[Rows of bounding-box annotation data]
* * * *

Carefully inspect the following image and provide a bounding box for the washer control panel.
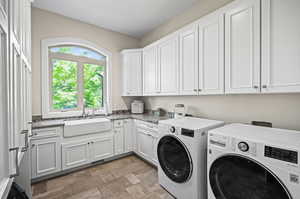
[238,142,249,152]
[231,138,257,156]
[265,146,298,164]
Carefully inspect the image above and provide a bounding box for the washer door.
[157,135,193,183]
[209,155,291,199]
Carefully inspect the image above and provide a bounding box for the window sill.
[42,109,111,119]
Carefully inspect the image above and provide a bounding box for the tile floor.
[32,155,173,199]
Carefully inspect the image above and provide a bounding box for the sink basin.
[64,118,111,137]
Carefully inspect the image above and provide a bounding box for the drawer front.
[114,120,124,128]
[136,121,158,131]
[32,128,62,140]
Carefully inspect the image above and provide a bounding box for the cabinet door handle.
[9,147,20,178]
[21,130,29,152]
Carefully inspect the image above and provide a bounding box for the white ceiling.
[33,0,199,37]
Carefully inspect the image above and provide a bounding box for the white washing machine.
[157,117,224,199]
[207,124,300,199]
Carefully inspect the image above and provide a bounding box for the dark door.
[157,136,193,183]
[209,156,291,199]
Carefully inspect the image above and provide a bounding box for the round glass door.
[157,136,193,183]
[209,156,291,199]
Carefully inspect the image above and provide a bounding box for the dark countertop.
[32,114,169,129]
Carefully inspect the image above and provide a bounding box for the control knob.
[170,126,176,133]
[238,142,249,152]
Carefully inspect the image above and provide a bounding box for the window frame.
[41,37,112,118]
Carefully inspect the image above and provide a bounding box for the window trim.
[41,37,112,118]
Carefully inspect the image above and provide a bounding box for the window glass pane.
[0,0,7,12]
[83,64,104,108]
[50,46,105,60]
[52,59,77,110]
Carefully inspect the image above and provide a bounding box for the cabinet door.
[31,138,61,178]
[0,24,9,187]
[90,136,114,162]
[199,14,224,95]
[152,135,158,166]
[114,128,124,155]
[158,35,179,95]
[9,44,24,147]
[124,120,134,152]
[143,46,159,96]
[0,0,8,17]
[9,1,22,41]
[123,50,142,96]
[62,141,90,170]
[137,129,153,161]
[180,26,198,95]
[262,0,300,93]
[225,0,260,94]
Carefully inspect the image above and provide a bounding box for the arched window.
[42,39,110,118]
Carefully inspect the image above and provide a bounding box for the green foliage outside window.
[52,59,77,110]
[83,64,104,108]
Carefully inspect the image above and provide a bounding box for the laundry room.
[0,0,300,199]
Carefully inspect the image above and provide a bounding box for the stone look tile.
[32,156,173,199]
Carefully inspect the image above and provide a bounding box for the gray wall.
[141,0,300,130]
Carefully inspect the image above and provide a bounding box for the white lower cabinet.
[62,136,113,170]
[124,119,135,153]
[137,129,153,160]
[90,136,114,162]
[31,119,158,179]
[136,122,158,165]
[152,135,158,165]
[31,138,61,178]
[62,141,90,170]
[114,127,125,155]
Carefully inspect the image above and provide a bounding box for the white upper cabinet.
[157,35,179,95]
[262,0,300,93]
[225,0,260,94]
[199,13,224,95]
[180,25,199,95]
[122,49,143,96]
[143,46,159,96]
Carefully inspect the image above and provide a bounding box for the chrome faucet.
[82,103,88,118]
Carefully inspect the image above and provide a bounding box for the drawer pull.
[9,147,20,178]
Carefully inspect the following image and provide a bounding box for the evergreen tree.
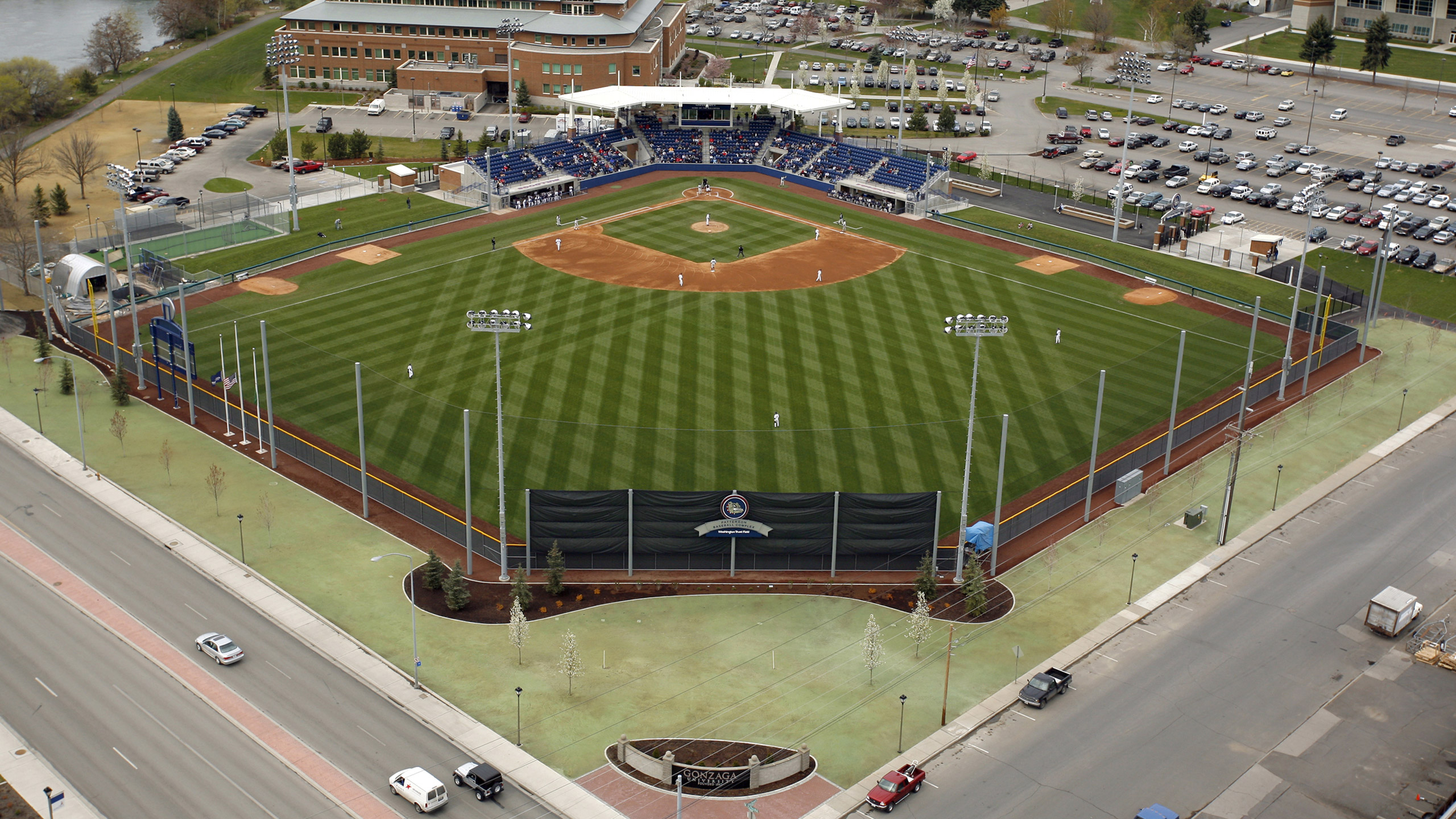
[421,549,445,589]
[167,106,187,143]
[1184,0,1213,47]
[546,541,566,598]
[51,182,71,216]
[511,565,531,609]
[915,549,941,601]
[1299,15,1335,76]
[29,182,51,228]
[445,560,470,612]
[111,369,131,407]
[961,558,988,618]
[1360,15,1391,85]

* * * *

**Task description:** Report each line of the material above that contains the word "following", copying every such line in full.

**Exercise response:**
Carefully inspect the following image and provide a bounding box for the washer control panel.
Carefully inspect the following image and provide a bounding box for the evergreen tree.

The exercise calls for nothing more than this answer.